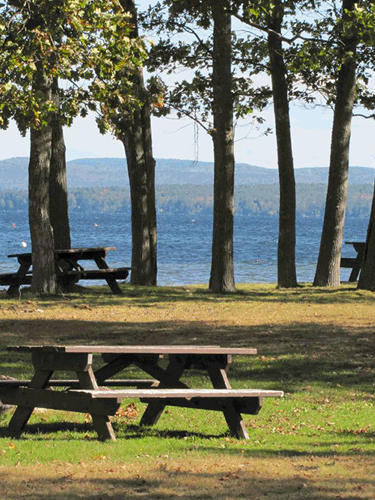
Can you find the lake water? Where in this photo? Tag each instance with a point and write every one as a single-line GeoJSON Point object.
{"type": "Point", "coordinates": [184, 246]}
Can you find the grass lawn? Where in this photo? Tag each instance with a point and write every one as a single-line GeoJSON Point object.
{"type": "Point", "coordinates": [318, 345]}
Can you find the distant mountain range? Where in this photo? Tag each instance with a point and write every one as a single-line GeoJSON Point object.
{"type": "Point", "coordinates": [111, 172]}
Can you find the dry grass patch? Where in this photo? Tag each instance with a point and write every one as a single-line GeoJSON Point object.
{"type": "Point", "coordinates": [315, 344]}
{"type": "Point", "coordinates": [220, 478]}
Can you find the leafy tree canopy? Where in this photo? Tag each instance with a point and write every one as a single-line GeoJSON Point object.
{"type": "Point", "coordinates": [84, 43]}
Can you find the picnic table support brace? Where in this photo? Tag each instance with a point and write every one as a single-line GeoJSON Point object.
{"type": "Point", "coordinates": [13, 290]}
{"type": "Point", "coordinates": [111, 280]}
{"type": "Point", "coordinates": [23, 413]}
{"type": "Point", "coordinates": [101, 423]}
{"type": "Point", "coordinates": [172, 377]}
{"type": "Point", "coordinates": [233, 418]}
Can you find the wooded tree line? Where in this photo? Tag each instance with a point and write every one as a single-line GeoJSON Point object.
{"type": "Point", "coordinates": [60, 59]}
{"type": "Point", "coordinates": [193, 199]}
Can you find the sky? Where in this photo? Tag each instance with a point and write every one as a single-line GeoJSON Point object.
{"type": "Point", "coordinates": [173, 138]}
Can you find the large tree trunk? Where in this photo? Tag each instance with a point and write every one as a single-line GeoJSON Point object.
{"type": "Point", "coordinates": [135, 156]}
{"type": "Point", "coordinates": [286, 261]}
{"type": "Point", "coordinates": [222, 268]}
{"type": "Point", "coordinates": [58, 184]}
{"type": "Point", "coordinates": [367, 277]}
{"type": "Point", "coordinates": [151, 199]}
{"type": "Point", "coordinates": [328, 267]}
{"type": "Point", "coordinates": [44, 275]}
{"type": "Point", "coordinates": [137, 139]}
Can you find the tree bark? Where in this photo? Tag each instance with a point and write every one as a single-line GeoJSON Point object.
{"type": "Point", "coordinates": [328, 266]}
{"type": "Point", "coordinates": [367, 277]}
{"type": "Point", "coordinates": [59, 212]}
{"type": "Point", "coordinates": [222, 268]}
{"type": "Point", "coordinates": [286, 261]}
{"type": "Point", "coordinates": [135, 156]}
{"type": "Point", "coordinates": [137, 140]}
{"type": "Point", "coordinates": [42, 240]}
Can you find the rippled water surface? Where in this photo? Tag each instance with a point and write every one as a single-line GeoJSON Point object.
{"type": "Point", "coordinates": [184, 250]}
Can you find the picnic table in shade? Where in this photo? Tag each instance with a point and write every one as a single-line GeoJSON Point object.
{"type": "Point", "coordinates": [86, 393]}
{"type": "Point", "coordinates": [354, 263]}
{"type": "Point", "coordinates": [68, 269]}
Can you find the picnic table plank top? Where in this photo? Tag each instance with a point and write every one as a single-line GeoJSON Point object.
{"type": "Point", "coordinates": [69, 251]}
{"type": "Point", "coordinates": [182, 393]}
{"type": "Point", "coordinates": [136, 349]}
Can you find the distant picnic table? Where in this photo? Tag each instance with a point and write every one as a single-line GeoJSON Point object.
{"type": "Point", "coordinates": [354, 263]}
{"type": "Point", "coordinates": [86, 394]}
{"type": "Point", "coordinates": [68, 269]}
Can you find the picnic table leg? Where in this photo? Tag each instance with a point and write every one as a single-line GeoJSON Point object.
{"type": "Point", "coordinates": [111, 280]}
{"type": "Point", "coordinates": [234, 419]}
{"type": "Point", "coordinates": [101, 423]}
{"type": "Point", "coordinates": [173, 374]}
{"type": "Point", "coordinates": [23, 413]}
{"type": "Point", "coordinates": [22, 271]}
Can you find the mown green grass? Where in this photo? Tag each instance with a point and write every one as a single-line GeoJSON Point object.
{"type": "Point", "coordinates": [316, 345]}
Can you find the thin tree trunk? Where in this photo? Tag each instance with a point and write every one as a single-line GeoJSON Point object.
{"type": "Point", "coordinates": [286, 268]}
{"type": "Point", "coordinates": [151, 198]}
{"type": "Point", "coordinates": [141, 253]}
{"type": "Point", "coordinates": [42, 240]}
{"type": "Point", "coordinates": [137, 140]}
{"type": "Point", "coordinates": [367, 277]}
{"type": "Point", "coordinates": [222, 268]}
{"type": "Point", "coordinates": [328, 266]}
{"type": "Point", "coordinates": [59, 213]}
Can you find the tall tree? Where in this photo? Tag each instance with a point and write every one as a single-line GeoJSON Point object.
{"type": "Point", "coordinates": [42, 240]}
{"type": "Point", "coordinates": [222, 267]}
{"type": "Point", "coordinates": [212, 96]}
{"type": "Point", "coordinates": [40, 41]}
{"type": "Point", "coordinates": [58, 188]}
{"type": "Point", "coordinates": [286, 256]}
{"type": "Point", "coordinates": [328, 266]}
{"type": "Point", "coordinates": [268, 17]}
{"type": "Point", "coordinates": [136, 135]}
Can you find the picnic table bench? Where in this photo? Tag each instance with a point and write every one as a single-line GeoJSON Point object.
{"type": "Point", "coordinates": [354, 263]}
{"type": "Point", "coordinates": [68, 269]}
{"type": "Point", "coordinates": [87, 395]}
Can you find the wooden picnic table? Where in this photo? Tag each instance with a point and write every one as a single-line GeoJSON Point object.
{"type": "Point", "coordinates": [165, 387]}
{"type": "Point", "coordinates": [354, 263]}
{"type": "Point", "coordinates": [68, 269]}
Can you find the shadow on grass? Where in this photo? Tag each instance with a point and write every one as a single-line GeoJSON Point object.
{"type": "Point", "coordinates": [289, 355]}
{"type": "Point", "coordinates": [151, 296]}
{"type": "Point", "coordinates": [126, 432]}
{"type": "Point", "coordinates": [171, 483]}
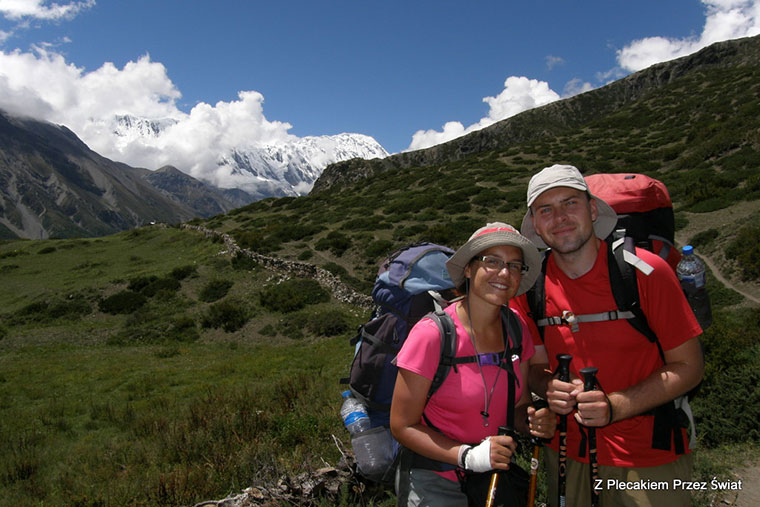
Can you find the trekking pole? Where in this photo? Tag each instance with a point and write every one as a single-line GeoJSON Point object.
{"type": "Point", "coordinates": [494, 484]}
{"type": "Point", "coordinates": [589, 384]}
{"type": "Point", "coordinates": [537, 442]}
{"type": "Point", "coordinates": [563, 370]}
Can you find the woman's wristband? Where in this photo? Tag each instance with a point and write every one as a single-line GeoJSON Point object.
{"type": "Point", "coordinates": [462, 457]}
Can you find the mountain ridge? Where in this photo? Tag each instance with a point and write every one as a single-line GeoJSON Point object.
{"type": "Point", "coordinates": [551, 119]}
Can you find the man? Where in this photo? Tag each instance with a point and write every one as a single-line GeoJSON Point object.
{"type": "Point", "coordinates": [566, 217]}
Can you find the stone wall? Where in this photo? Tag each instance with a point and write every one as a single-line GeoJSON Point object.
{"type": "Point", "coordinates": [329, 281]}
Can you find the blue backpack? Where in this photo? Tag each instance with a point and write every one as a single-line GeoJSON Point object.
{"type": "Point", "coordinates": [412, 282]}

········

Reproduce all of the material above word for word, leaving out the pictures.

:: RESULT OF THIS TASK ::
Can you find the lake water? Where in this photo? Tag each instance with a point and write every one as a single-line GeoJSON Point object.
{"type": "Point", "coordinates": [184, 246]}
Can you find the grass lawn? Where in this photo? Tag each instance with a point and write every one as a single-line GeoJSON Point object.
{"type": "Point", "coordinates": [318, 345]}
Can you find the distant mountain range? Where in this photo? Tag each instance with a point and write every one as a single-line GeoJSON Point object.
{"type": "Point", "coordinates": [111, 172]}
Can you find the dry grass patch? Where in this photo? Tag each instance with a point and write every one as a single-line GeoJSON Point object.
{"type": "Point", "coordinates": [315, 344]}
{"type": "Point", "coordinates": [220, 478]}
Can you find the leafy tree canopy? Where in this photo? Tag each instance with a point and write every one as a single-line GeoJSON Point object.
{"type": "Point", "coordinates": [84, 43]}
Can you find the picnic table support brace? Where in this photo? Tag each instance with a point and write every one as a single-line GeoJSON Point object.
{"type": "Point", "coordinates": [13, 290]}
{"type": "Point", "coordinates": [111, 280]}
{"type": "Point", "coordinates": [23, 413]}
{"type": "Point", "coordinates": [101, 423]}
{"type": "Point", "coordinates": [172, 377]}
{"type": "Point", "coordinates": [233, 418]}
Can you find the wooded tree line? Where in this photo? Tag each instance with a point and write every one as a single-line GeoJSON Point object.
{"type": "Point", "coordinates": [60, 59]}
{"type": "Point", "coordinates": [193, 199]}
Can you find the sky? Where in this photo? Tag each instance with a point and write every one as a single-line GeoJSON Point object.
{"type": "Point", "coordinates": [173, 138]}
Can you find the large tree trunk? Where in this photo? Tag each instance with a point and write every one as a single-line GeoJSON Point object.
{"type": "Point", "coordinates": [135, 156]}
{"type": "Point", "coordinates": [286, 261]}
{"type": "Point", "coordinates": [222, 268]}
{"type": "Point", "coordinates": [58, 184]}
{"type": "Point", "coordinates": [367, 277]}
{"type": "Point", "coordinates": [151, 199]}
{"type": "Point", "coordinates": [328, 267]}
{"type": "Point", "coordinates": [44, 275]}
{"type": "Point", "coordinates": [137, 139]}
Can you find the tree bark? Where in this photo? Tag each instance with a point and write every one as a single-line GeoJSON Point object.
{"type": "Point", "coordinates": [328, 266]}
{"type": "Point", "coordinates": [367, 277]}
{"type": "Point", "coordinates": [59, 212]}
{"type": "Point", "coordinates": [222, 268]}
{"type": "Point", "coordinates": [286, 261]}
{"type": "Point", "coordinates": [135, 156]}
{"type": "Point", "coordinates": [137, 140]}
{"type": "Point", "coordinates": [42, 240]}
Can you find the rippled water surface? Where in this photo? Tag each instance with a point and write every one as a single-line GeoJSON Point object.
{"type": "Point", "coordinates": [184, 250]}
Can you find the picnic table in shade? Where in this photo? Tag each instance with a point and write every one as a single-line GeoJSON Point object.
{"type": "Point", "coordinates": [86, 393]}
{"type": "Point", "coordinates": [354, 263]}
{"type": "Point", "coordinates": [68, 269]}
Can you find the picnic table plank top? Where in this photo? Tag each instance with a point and write every one as a single-line GeoJSON Point object.
{"type": "Point", "coordinates": [69, 251]}
{"type": "Point", "coordinates": [182, 393]}
{"type": "Point", "coordinates": [136, 349]}
Can you find the distant picnic table? Where in this photo? Tag each instance with a point and write every one as a single-line GeoJSON Point object.
{"type": "Point", "coordinates": [354, 263]}
{"type": "Point", "coordinates": [86, 394]}
{"type": "Point", "coordinates": [68, 269]}
Can you find the picnic table leg? Where in this photo? Tag each instance with a point and write every one as a single-line GeoJSON Point object.
{"type": "Point", "coordinates": [111, 280]}
{"type": "Point", "coordinates": [234, 419]}
{"type": "Point", "coordinates": [101, 423]}
{"type": "Point", "coordinates": [173, 374]}
{"type": "Point", "coordinates": [23, 413]}
{"type": "Point", "coordinates": [22, 271]}
Can you find the mown green grass? Where in this photo? Tag each instance with a point and write every one as a single-line GeoJSON Point object.
{"type": "Point", "coordinates": [316, 345]}
Can you find the thin tree trunk? Where in this photo? Tag each instance with a point and write every one as a single-line GeoJSON Point object.
{"type": "Point", "coordinates": [286, 268]}
{"type": "Point", "coordinates": [151, 198]}
{"type": "Point", "coordinates": [141, 253]}
{"type": "Point", "coordinates": [42, 240]}
{"type": "Point", "coordinates": [137, 140]}
{"type": "Point", "coordinates": [367, 277]}
{"type": "Point", "coordinates": [222, 268]}
{"type": "Point", "coordinates": [328, 266]}
{"type": "Point", "coordinates": [59, 213]}
Can you find the tall tree? Where in this photo? Tag each instance with a point and write every one as a single-line GeoJSON Point object.
{"type": "Point", "coordinates": [42, 240]}
{"type": "Point", "coordinates": [222, 267]}
{"type": "Point", "coordinates": [212, 96]}
{"type": "Point", "coordinates": [40, 41]}
{"type": "Point", "coordinates": [58, 188]}
{"type": "Point", "coordinates": [286, 256]}
{"type": "Point", "coordinates": [328, 266]}
{"type": "Point", "coordinates": [268, 17]}
{"type": "Point", "coordinates": [136, 135]}
Can you find the picnic table bench? Where in this photo? Tag each instance with a point and write every one as a single-line GeoJSON Point object.
{"type": "Point", "coordinates": [354, 263]}
{"type": "Point", "coordinates": [68, 269]}
{"type": "Point", "coordinates": [87, 395]}
Can you find the wooden picnic table? Where in this photo? Tag each instance with a point and write every one as a single-line GeoJSON Point object.
{"type": "Point", "coordinates": [165, 387]}
{"type": "Point", "coordinates": [354, 263]}
{"type": "Point", "coordinates": [68, 269]}
Can you find the shadow on grass? Where in this photo? Tag each instance with a point and write every one as a single-line GeoJSON Point object.
{"type": "Point", "coordinates": [289, 355]}
{"type": "Point", "coordinates": [151, 296]}
{"type": "Point", "coordinates": [126, 432]}
{"type": "Point", "coordinates": [171, 483]}
Can you find the trekking pole? Where in this photo? Tag each instance with a point and write every one as a single-line GeoJSON Point object.
{"type": "Point", "coordinates": [494, 484]}
{"type": "Point", "coordinates": [589, 384]}
{"type": "Point", "coordinates": [537, 442]}
{"type": "Point", "coordinates": [563, 370]}
Can you find the woman's wristband? Where in this photo? Tag each instance with a point and write every one as a single-line GeoJSON Point object.
{"type": "Point", "coordinates": [462, 457]}
Can you find the mountain ridge? Where in this photo? Tag each instance with a point and write every one as a single-line GeoJSON Point object.
{"type": "Point", "coordinates": [551, 119]}
Can you find the man? Where in this photo? Tag each instance with a point and write every one as a single-line GeoJSON Point object.
{"type": "Point", "coordinates": [566, 217]}
Can you find the stone wall? Where in this photo? Tag each instance with a point and write every one as a single-line GeoJSON Point object.
{"type": "Point", "coordinates": [329, 281]}
Can you find the blue backpack? Where in this photo? Tag each instance with a point and write every one as a single-line GeoJSON Point object.
{"type": "Point", "coordinates": [412, 282]}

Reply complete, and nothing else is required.